The task
Return the lines beginning at the one that contains "Can you find the bathtub" and continuing to the end of the entries, including both ends, exactly as written and nothing else.

Dataset entries
--

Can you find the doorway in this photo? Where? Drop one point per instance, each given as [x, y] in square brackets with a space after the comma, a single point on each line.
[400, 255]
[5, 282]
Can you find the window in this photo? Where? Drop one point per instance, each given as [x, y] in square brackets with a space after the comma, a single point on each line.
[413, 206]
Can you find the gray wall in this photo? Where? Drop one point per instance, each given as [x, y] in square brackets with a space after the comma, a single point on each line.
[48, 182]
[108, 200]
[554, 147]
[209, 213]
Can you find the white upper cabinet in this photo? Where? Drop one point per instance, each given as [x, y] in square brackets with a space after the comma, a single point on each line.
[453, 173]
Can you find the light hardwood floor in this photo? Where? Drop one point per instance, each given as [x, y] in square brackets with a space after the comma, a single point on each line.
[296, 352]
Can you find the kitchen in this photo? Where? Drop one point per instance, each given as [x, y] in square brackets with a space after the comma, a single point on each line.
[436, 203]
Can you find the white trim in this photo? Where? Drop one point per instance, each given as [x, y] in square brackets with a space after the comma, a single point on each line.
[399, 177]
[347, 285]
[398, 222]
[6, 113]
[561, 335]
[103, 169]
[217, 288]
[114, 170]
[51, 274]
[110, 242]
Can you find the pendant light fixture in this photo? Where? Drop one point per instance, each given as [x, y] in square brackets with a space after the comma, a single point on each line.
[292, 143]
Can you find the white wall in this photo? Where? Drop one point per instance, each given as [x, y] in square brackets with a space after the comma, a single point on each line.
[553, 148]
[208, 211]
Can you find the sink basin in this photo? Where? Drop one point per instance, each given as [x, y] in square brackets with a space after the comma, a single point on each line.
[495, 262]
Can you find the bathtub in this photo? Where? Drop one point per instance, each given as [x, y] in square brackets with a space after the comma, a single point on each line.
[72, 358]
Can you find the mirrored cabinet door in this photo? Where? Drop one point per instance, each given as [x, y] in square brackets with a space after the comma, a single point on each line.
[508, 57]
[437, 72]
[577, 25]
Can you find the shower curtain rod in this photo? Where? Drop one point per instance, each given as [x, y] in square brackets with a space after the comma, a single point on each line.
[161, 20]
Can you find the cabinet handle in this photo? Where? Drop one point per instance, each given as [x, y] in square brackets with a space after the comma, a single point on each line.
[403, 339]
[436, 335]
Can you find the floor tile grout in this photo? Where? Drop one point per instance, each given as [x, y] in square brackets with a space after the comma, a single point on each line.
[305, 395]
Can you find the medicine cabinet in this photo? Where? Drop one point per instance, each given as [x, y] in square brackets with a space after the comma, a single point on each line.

--

Completed exercise
Can you find the bathtub in this photo? Where? Drop one point per instance, each given as [x, y] in square brackets with a space after the comma, a single point on each line.
[72, 358]
Can you find the mirrored cabinet door in this photo? Where? Drop one point per instance, each given as [x, y] in square brackets with a space after the comma, a single point on each line.
[508, 57]
[437, 72]
[577, 25]
Can you find the shower curtain rod in this photo? Where? Drop one point per instance, each given as [x, y] in square brackets with a space after the comma, a single point on each line.
[161, 20]
Can you find the cabinet handle in this photo? Where? Drop one point per instance, each given as [x, y] in square brackets with a space after the comma, a single point on each line.
[403, 339]
[436, 335]
Can you find the floor tile grout in this photo? Where? Drop one point per instance, each given as [x, y] in square brackets with a space after the comma, a single point on each line.
[305, 395]
Can you find the medicine cabinet in this photo? Where? Drop one point per instance, each given as [x, y] in square brackets with a space after the comma, a single point on each line.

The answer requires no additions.